**Source excerpt:**
Robert Redford's THE LEGEND OF BAGGER VANCE, a "Zen And The Art Of
Golfing" story, stars Will Smith as Bagger Vance, a mysterious and
philosophical caddy, and Matt Damon as Rannulph Junuh, a washed-up,
local golfing legend. With Bagger's cheerful help, Junuh discovers "the
authentic swing in each of us."
Set in Savannah in 1928, THE LEGEND OF BAGGER VANCE is a disappointing
but gorgeous film that features lavish period sets and appears to have
been shot only in the glow of the rising or setting sun. Its sweeping
music tries to suggest epic proportions for a story that's badly lacking
gravitas. Incidents unfold unhurriedly. The story moves along without
much drive. And Redford interrupts an already slow game to admire the
local flora. Just what golf needs, someone to slow it down.
The fictional story concerns a match between two real-life golfing
greats, the effortlessly gifted Bobby Jones (Joel Gretsch) and the
flamboyant, ladies man Walter Hagen (Bruce McGill). Along for the ride
is a local golfing hero, Junuh, whose life was shattered by the war.

**Data section:**
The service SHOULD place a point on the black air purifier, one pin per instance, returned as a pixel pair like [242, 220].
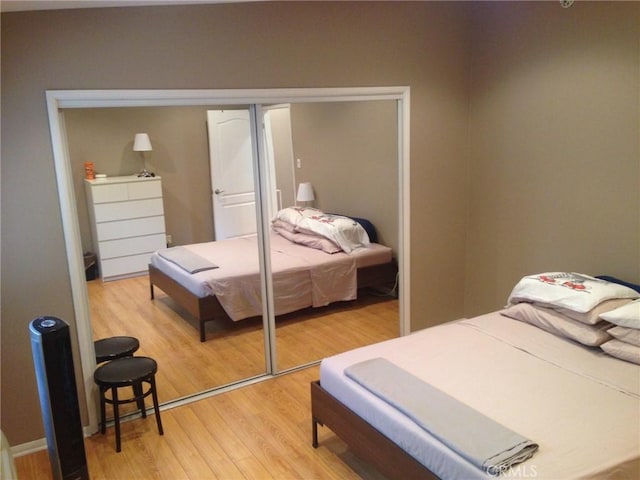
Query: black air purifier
[51, 346]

**Do this:** Duplicate the passage from the review of The Legend of Bagger Vance between "Set in Savannah" and "slow it down.", inclusive.

**Expected output:**
Set in Savannah in 1928, THE LEGEND OF BAGGER VANCE is a disappointing
but gorgeous film that features lavish period sets and appears to have
been shot only in the glow of the rising or setting sun. Its sweeping
music tries to suggest epic proportions for a story that's badly lacking
gravitas. Incidents unfold unhurriedly. The story moves along without
much drive. And Redford interrupts an already slow game to admire the
local flora. Just what golf needs, someone to slow it down.